* Job: Write out the material below line for line, changing nothing.

* Material supplied:

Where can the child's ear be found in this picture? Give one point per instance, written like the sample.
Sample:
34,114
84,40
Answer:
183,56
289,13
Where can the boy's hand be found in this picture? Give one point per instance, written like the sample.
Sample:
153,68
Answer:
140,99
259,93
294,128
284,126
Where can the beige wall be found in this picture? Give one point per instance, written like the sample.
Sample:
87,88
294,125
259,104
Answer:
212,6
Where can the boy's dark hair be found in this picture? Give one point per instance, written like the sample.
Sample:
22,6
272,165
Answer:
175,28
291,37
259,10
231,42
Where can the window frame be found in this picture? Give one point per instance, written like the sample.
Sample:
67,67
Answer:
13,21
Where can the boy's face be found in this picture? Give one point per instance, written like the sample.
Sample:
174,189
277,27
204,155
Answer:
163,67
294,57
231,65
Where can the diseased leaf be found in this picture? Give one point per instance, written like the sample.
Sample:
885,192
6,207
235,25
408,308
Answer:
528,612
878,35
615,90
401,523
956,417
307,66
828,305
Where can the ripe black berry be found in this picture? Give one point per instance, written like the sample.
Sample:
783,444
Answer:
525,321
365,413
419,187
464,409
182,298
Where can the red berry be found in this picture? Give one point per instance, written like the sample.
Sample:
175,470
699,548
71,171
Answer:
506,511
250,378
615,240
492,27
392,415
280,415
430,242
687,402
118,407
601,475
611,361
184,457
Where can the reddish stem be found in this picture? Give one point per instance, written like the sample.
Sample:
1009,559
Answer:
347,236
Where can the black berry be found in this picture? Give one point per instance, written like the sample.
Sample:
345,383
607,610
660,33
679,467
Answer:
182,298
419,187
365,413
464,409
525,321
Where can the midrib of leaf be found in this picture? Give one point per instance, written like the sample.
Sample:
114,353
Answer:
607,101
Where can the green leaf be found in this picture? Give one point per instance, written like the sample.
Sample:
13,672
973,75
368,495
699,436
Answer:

* The reply:
Where can the child's ear be found in this picture? Give one point per instance, written like the sample.
Sample:
34,114
84,40
Answer:
183,56
289,13
Where can the boy's hand be found in this picture? Give one point per instance, written like the sample.
Sample:
153,68
Answer:
140,99
259,93
294,128
284,126
Where can the beige wall be found in this picture? Give one point per instance, written like the sample.
Sample:
87,88
294,125
259,104
Answer:
212,6
Where can the boy's dark hair be found in this picture? Give one point per instance, written like the sample.
Sample:
22,6
272,165
Answer:
175,28
291,37
259,10
231,42
Where can the window frame be found in this picture? Give one point per instance, written like the sample.
Sample:
67,67
Answer:
13,21
Where can the boy's face be found in this picture? Give one point per instance, written like the sample.
Sample:
174,189
277,27
204,155
Answer:
163,67
294,57
231,65
Where can the diseased leaf be found in this picture? Give one point per instance, written like the sample.
Sample:
885,192
6,207
235,25
408,308
Answer:
528,612
878,35
615,90
401,523
956,417
307,66
828,305
Where can the ripe black berry be found in this picture? Give one point per instance, written like the sample.
Sample:
783,444
Answer:
525,321
365,413
419,187
464,409
182,298
Where can the red berry be found in this picture? Give one point per instance, written like the sample.
Sample:
175,470
699,548
71,171
Answer:
506,511
250,378
615,240
492,27
392,415
280,415
430,242
687,402
118,407
601,475
611,361
184,457
Where can the reddish stem be found in this picture? Give one point per instance, written like the sample.
Sample:
1009,559
Answer:
347,236
Where can the black berry be found in this picture? Give one point per instance, written like the sample.
Sample:
345,383
607,610
660,33
679,467
Answer:
182,298
419,187
365,413
464,409
525,321
Where can the midrib of leaf be found in this picture? Give one point per instance, written like the sample.
Sample:
114,353
Answer:
607,101
Where can the green leaf be found in this picture? Give one point per instance, written like the sample.
Sample:
13,672
973,75
368,495
699,436
Answer:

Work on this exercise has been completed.